*What to produce:* Retype the material starting at its first line and ending at the line that contains "[746,172,804,850]", including both of those lines, with every line left unchanged.

*Entries on locating named items:*
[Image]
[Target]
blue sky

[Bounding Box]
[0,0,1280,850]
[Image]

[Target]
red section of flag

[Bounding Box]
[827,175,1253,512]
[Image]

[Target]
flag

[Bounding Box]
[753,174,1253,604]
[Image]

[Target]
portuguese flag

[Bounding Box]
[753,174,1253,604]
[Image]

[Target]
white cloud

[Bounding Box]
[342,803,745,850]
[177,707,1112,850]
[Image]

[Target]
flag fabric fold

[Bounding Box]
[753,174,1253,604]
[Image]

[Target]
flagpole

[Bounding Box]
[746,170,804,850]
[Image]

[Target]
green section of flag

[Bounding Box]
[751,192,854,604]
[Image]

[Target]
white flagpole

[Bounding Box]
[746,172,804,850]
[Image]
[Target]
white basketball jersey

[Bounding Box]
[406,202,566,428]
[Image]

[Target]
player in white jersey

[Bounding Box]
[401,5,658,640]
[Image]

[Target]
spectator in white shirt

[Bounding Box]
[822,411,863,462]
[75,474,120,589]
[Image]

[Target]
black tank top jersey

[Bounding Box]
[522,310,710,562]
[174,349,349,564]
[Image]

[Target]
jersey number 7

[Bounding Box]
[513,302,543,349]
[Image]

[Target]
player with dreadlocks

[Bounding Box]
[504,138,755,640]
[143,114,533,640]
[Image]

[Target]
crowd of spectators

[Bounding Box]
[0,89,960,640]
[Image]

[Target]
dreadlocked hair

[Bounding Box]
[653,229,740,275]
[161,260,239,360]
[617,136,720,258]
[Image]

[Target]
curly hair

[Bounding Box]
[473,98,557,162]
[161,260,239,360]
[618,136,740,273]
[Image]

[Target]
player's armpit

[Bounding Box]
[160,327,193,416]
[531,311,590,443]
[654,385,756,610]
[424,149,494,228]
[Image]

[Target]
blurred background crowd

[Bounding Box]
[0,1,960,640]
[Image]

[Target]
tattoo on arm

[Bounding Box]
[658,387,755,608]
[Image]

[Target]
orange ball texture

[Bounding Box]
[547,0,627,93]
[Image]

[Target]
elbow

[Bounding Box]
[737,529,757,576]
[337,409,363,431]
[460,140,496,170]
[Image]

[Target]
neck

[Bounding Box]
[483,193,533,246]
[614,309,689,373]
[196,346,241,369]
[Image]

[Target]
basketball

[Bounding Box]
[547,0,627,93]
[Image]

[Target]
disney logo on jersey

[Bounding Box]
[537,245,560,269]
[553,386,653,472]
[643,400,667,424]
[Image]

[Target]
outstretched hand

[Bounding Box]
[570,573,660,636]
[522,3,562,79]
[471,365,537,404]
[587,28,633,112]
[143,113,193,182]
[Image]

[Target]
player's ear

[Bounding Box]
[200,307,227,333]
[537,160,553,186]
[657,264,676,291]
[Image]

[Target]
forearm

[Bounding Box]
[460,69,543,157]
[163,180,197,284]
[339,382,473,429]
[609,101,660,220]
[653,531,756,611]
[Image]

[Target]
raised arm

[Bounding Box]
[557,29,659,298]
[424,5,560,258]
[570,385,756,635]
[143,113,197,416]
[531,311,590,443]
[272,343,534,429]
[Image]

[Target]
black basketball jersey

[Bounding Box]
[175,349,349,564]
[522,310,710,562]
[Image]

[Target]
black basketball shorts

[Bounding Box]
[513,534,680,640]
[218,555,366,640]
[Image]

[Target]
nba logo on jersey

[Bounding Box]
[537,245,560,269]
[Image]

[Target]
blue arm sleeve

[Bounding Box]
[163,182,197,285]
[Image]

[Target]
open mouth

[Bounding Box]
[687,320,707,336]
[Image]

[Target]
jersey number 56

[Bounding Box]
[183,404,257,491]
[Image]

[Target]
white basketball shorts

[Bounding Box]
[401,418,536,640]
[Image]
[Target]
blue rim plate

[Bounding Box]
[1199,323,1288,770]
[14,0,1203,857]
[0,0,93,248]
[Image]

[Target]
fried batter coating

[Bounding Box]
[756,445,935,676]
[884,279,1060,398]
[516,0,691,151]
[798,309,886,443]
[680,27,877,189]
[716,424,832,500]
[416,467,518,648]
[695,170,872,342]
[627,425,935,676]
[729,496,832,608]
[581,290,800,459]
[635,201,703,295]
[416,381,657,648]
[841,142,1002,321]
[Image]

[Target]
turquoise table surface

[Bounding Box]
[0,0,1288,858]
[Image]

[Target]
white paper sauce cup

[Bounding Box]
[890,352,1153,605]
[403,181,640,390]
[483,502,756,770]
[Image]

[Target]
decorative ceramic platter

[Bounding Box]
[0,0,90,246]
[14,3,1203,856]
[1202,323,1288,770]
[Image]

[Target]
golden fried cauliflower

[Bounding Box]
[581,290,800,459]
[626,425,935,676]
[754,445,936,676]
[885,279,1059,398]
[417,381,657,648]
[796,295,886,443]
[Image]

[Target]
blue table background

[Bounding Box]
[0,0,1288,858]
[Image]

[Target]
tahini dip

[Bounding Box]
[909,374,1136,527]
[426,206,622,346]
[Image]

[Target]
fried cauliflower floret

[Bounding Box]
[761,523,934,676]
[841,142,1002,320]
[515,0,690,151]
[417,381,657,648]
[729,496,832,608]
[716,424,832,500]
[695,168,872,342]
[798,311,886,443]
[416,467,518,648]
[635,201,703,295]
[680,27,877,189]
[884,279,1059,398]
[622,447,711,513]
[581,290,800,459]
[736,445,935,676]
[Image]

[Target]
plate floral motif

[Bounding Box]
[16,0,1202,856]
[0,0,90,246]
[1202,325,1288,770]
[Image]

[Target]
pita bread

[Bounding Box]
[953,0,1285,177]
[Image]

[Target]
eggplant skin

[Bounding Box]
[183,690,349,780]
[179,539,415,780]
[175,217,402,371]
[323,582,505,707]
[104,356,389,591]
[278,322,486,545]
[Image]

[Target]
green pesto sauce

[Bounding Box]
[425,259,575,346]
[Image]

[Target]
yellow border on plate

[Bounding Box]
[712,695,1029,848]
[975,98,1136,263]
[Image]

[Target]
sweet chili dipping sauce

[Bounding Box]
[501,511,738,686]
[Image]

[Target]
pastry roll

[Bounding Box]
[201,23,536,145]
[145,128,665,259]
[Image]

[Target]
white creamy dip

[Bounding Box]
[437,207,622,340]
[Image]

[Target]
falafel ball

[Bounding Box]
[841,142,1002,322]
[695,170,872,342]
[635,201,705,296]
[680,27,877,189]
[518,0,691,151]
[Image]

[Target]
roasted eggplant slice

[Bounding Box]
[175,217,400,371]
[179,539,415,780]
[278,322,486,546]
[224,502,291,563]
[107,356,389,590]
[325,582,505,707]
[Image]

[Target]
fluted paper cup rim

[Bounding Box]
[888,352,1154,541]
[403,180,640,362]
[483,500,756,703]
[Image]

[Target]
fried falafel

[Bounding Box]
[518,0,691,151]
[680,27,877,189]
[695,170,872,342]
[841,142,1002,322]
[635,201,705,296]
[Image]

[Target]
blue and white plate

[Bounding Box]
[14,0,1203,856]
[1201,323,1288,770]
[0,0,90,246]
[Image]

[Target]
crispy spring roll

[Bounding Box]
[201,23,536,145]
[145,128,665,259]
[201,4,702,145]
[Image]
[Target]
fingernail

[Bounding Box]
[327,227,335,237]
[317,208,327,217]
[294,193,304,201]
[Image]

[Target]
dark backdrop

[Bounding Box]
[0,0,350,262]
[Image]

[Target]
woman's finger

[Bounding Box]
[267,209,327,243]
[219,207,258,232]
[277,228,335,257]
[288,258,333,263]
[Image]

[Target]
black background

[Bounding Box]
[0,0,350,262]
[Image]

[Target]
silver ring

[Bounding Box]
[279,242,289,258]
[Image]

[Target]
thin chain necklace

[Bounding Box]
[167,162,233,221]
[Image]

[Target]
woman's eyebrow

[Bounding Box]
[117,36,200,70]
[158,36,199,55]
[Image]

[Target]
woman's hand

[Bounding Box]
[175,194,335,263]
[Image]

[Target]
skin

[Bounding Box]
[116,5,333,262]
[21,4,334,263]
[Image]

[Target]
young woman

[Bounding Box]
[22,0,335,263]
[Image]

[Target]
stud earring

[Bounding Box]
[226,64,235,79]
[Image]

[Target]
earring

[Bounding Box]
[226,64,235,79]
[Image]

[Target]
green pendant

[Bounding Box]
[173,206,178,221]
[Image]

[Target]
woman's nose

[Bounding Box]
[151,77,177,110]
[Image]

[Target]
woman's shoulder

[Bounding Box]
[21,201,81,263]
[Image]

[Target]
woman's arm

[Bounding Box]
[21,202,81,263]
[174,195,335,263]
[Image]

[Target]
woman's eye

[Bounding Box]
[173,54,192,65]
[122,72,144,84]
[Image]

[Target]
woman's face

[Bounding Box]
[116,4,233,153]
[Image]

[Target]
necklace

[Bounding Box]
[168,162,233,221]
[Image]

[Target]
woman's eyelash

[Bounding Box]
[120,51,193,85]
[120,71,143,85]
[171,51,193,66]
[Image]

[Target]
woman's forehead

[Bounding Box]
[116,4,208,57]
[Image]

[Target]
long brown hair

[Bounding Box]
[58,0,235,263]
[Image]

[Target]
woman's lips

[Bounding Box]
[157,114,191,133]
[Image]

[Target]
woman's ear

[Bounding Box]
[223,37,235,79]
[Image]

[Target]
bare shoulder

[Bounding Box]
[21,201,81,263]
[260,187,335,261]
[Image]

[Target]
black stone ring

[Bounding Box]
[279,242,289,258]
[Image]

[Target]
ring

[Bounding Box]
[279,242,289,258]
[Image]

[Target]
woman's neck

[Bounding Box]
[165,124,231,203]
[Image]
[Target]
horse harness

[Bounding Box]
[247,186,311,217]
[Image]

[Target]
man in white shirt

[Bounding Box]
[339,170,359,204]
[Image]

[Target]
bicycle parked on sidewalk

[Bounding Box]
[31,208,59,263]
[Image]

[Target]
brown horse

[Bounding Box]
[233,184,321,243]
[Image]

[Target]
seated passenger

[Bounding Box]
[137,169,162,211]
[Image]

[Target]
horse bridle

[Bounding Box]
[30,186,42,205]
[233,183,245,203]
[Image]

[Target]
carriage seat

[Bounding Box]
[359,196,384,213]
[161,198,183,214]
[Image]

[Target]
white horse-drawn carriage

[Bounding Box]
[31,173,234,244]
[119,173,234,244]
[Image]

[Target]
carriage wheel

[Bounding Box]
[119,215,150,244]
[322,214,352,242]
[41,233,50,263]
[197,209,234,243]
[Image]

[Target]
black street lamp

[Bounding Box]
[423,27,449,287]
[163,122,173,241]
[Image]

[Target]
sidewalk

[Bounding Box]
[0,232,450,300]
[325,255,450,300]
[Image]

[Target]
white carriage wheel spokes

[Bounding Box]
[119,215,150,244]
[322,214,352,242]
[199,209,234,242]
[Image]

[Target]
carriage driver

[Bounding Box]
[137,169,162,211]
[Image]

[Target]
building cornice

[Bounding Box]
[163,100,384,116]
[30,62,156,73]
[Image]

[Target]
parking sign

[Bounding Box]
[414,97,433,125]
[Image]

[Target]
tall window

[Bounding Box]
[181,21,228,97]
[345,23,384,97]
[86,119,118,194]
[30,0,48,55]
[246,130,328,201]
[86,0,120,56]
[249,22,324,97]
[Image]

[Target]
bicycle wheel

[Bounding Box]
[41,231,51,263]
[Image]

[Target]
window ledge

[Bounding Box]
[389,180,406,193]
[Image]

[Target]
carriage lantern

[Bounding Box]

*Solution to the problem:*
[Image]
[Target]
blue sky

[Bounding Box]
[0,0,1280,850]
[Image]

[Target]
red section of flag

[Bounding Box]
[827,175,1253,512]
[Image]

[Target]
flag

[Bounding Box]
[753,174,1253,604]
[Image]

[Target]
portuguese flag

[Bounding Box]
[753,174,1253,604]
[Image]

[Target]
white cloud

[Bounding Box]
[342,803,745,850]
[177,707,1112,850]
[Image]

[Target]
flag fabric fold

[Bounding Box]
[753,174,1253,604]
[Image]

[Target]
flagpole

[Bounding Box]
[746,170,804,850]
[Image]

[Target]
green section of flag

[Bounding Box]
[751,192,854,604]
[Image]

[Target]
white flagpole

[Bounding Box]
[746,172,804,850]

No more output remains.